*Instruction*
Copy the material below from the line containing "find the road." up to and including the line containing "79 82 119 91", replacing each occurrence of "bounding box" with "bounding rectangle" and leaving everything else unchanged.

*Exercise data*
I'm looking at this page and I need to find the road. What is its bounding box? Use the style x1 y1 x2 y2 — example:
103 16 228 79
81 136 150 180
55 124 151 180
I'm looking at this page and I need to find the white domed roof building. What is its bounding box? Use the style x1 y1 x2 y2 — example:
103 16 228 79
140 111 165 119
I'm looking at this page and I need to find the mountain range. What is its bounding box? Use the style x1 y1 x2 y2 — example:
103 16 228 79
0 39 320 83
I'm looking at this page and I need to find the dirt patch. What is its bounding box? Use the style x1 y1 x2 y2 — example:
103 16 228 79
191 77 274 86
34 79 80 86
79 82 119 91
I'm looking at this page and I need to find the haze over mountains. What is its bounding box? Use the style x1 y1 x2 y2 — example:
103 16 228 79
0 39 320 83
==
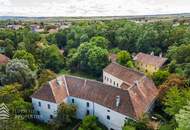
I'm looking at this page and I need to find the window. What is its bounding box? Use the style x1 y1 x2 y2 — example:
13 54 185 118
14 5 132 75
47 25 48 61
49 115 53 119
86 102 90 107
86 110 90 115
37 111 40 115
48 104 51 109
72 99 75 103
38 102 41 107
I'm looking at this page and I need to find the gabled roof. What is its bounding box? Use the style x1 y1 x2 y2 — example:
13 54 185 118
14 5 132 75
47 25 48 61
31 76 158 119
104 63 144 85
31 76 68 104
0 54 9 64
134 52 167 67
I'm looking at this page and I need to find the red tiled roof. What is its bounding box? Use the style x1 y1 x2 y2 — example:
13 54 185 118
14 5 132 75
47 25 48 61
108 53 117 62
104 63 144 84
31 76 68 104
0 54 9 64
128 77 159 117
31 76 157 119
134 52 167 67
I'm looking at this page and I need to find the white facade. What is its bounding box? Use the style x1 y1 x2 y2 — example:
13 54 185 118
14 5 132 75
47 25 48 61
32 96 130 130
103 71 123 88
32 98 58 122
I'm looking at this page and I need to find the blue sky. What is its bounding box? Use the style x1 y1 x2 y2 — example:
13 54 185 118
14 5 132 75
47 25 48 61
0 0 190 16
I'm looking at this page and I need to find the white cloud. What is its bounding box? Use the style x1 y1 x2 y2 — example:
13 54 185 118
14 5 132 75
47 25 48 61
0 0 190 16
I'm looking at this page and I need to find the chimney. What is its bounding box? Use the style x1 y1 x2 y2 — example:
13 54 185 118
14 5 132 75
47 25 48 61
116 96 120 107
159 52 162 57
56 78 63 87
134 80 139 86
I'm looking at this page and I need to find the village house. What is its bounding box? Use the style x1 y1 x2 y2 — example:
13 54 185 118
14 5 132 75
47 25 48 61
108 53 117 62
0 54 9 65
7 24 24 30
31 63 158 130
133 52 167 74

*Task result*
I'm looking at this page and I need to find the road. What is its bounding rectangle? Use the style x1 y1 x2 y2 — example:
103 16 228 79
81 136 150 180
55 124 151 180
I'm looking at this page and I need to find the white domed roof building. What is its bounding rectangle? Use the style x1 y1 x2 y2 — example:
103 16 228 79
140 111 165 119
I'm looking at this page and I need to find the mountain range. What is its bounding rectangle? Use the style x1 y1 x2 y2 — example:
103 16 228 79
0 39 320 83
I'm looking at this page and I need to find the dirt patch. What is its bounding rectangle? Use the style x1 y1 x2 y2 — example:
103 16 228 79
191 77 274 86
34 79 80 86
79 82 119 91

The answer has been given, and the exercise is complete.